What you will do – Reproduce the items below word for word, beginning with the line that contains "form: x=356 y=27." and continuing through the line that contains "x=465 y=222", with both of those lines included.
--- Records supplied ---
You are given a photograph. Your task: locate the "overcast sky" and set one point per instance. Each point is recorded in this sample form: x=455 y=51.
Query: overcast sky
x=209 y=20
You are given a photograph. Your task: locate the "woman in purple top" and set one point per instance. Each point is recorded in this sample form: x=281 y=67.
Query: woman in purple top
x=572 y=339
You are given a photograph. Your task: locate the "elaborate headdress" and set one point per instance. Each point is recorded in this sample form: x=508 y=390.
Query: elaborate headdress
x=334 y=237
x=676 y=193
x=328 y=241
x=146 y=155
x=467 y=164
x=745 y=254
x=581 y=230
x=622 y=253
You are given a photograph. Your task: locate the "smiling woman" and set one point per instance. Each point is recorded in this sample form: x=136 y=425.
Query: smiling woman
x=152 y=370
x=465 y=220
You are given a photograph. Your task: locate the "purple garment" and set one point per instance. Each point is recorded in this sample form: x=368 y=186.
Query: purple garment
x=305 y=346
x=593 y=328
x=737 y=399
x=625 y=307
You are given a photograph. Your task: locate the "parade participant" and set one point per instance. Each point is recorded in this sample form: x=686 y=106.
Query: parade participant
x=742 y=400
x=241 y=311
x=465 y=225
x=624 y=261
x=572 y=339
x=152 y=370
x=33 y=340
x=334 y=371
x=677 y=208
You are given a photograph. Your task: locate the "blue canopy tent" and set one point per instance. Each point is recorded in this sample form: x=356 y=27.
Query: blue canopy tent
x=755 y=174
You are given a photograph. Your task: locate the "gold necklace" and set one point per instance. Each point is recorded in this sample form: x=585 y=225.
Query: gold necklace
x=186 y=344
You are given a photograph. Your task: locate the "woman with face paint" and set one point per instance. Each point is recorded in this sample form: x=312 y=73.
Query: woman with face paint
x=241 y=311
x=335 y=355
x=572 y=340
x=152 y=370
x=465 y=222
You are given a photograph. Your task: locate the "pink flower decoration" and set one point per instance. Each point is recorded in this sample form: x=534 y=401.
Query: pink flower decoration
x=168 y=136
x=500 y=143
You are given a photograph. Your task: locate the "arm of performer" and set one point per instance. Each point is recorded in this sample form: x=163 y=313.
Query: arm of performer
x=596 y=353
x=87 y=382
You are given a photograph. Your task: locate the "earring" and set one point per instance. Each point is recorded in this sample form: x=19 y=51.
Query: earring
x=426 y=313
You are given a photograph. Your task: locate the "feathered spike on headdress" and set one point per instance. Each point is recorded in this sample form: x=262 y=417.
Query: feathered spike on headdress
---
Solution to this exercise –
You are given a photograph. Your task: locate the "blue canopy tent" and set one point per instance. Each point is recorded in this sample form: x=356 y=27.
Query: blue canopy tent
x=755 y=174
You are given a photograph. Your task: locate the "gold necklace" and set one point per instance. Each point is recorded in this sample form: x=585 y=225.
Query: gold necklace
x=186 y=344
You are given a photograph. Your task: locate the "woman with face paint" and set one point per instance. Each point is recorded in this sample form: x=312 y=73.
Query: woman with face paint
x=241 y=311
x=335 y=355
x=572 y=340
x=152 y=370
x=465 y=222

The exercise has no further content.